Which lines in the entries below contain the string "metal"? Find each one, with case counting, and copy the whole line.

= THE INPUT =
------------

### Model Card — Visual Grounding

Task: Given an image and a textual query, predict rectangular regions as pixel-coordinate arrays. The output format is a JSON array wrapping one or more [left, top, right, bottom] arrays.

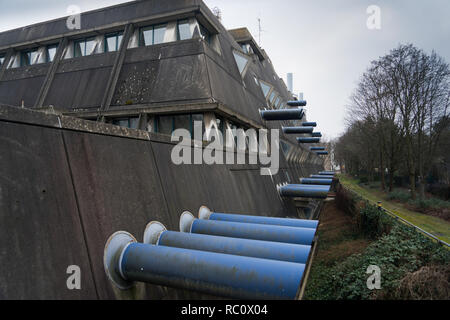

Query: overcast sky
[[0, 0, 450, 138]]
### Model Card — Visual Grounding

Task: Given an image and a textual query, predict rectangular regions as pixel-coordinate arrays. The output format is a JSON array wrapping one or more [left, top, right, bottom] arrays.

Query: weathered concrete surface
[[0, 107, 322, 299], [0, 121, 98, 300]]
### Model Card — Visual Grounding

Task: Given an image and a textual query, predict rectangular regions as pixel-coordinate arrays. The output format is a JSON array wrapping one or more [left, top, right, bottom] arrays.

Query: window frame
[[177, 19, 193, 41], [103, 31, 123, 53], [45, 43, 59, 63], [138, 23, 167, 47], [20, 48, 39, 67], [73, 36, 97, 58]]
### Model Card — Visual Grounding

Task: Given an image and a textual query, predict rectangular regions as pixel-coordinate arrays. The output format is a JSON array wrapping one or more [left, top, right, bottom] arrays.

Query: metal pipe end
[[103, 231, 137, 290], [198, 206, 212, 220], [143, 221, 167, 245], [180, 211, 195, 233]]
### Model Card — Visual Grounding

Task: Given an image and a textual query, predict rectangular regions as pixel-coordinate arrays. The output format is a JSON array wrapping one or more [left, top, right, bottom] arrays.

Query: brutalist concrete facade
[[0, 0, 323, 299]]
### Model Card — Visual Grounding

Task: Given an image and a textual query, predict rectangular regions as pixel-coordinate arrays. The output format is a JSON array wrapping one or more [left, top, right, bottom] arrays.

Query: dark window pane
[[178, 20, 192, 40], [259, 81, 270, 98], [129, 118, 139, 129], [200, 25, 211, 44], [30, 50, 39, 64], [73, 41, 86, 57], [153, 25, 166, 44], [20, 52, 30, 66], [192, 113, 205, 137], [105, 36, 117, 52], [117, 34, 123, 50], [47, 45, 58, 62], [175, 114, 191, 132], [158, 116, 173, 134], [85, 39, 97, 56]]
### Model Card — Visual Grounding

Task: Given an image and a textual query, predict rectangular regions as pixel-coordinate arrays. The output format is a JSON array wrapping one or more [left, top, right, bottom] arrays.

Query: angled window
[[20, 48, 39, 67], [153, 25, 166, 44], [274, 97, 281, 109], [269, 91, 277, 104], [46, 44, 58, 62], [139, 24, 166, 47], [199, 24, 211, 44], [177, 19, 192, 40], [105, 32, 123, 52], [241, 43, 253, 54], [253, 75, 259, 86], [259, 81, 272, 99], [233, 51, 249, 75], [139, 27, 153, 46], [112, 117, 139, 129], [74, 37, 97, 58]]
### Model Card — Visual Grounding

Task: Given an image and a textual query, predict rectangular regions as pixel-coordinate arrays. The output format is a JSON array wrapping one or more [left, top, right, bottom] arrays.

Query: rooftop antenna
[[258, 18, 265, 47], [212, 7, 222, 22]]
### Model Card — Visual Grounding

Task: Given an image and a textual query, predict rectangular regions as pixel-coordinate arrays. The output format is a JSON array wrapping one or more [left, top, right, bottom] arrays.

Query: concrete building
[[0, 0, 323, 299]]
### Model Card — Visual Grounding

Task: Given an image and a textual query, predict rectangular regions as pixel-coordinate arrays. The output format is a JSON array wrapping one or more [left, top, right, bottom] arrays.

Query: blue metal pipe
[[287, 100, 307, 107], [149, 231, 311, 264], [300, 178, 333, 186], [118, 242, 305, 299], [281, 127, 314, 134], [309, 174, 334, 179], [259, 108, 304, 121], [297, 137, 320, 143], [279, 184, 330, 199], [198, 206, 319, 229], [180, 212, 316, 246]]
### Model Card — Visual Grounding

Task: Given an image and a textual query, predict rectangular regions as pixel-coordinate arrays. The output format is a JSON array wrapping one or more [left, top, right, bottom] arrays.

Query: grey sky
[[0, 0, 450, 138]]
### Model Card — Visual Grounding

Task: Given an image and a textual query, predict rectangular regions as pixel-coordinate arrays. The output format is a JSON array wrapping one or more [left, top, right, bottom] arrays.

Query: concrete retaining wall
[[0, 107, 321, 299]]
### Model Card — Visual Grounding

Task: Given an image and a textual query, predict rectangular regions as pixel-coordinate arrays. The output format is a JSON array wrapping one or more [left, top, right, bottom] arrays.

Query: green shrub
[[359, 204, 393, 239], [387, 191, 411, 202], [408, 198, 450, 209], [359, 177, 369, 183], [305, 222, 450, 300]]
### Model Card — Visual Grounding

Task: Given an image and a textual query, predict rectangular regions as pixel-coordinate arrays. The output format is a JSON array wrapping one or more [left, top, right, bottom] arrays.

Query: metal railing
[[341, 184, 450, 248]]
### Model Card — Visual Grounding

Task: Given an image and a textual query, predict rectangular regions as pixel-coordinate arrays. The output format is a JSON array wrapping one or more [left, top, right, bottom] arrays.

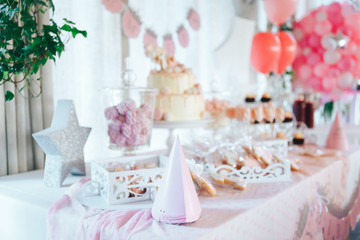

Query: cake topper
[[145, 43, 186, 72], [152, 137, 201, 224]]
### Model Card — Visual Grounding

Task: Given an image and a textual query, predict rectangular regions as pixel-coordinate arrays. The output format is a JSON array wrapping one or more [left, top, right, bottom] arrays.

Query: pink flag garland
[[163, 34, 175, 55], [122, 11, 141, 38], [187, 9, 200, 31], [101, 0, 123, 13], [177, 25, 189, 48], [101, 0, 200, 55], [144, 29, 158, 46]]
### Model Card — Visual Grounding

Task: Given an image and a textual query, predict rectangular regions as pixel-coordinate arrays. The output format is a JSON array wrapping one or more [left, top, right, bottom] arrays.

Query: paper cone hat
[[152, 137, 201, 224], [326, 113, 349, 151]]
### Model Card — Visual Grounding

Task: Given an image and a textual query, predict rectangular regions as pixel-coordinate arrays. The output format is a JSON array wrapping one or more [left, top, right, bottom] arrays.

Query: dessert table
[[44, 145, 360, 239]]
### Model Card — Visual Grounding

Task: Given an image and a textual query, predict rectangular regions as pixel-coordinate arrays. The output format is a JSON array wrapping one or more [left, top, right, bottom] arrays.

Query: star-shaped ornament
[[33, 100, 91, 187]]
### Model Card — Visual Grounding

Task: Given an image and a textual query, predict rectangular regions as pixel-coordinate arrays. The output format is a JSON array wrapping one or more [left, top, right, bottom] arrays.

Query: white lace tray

------------

= WRITTEN RESPONSE =
Query: metal pipe end
Query: blue metal pipe
Query: metal railing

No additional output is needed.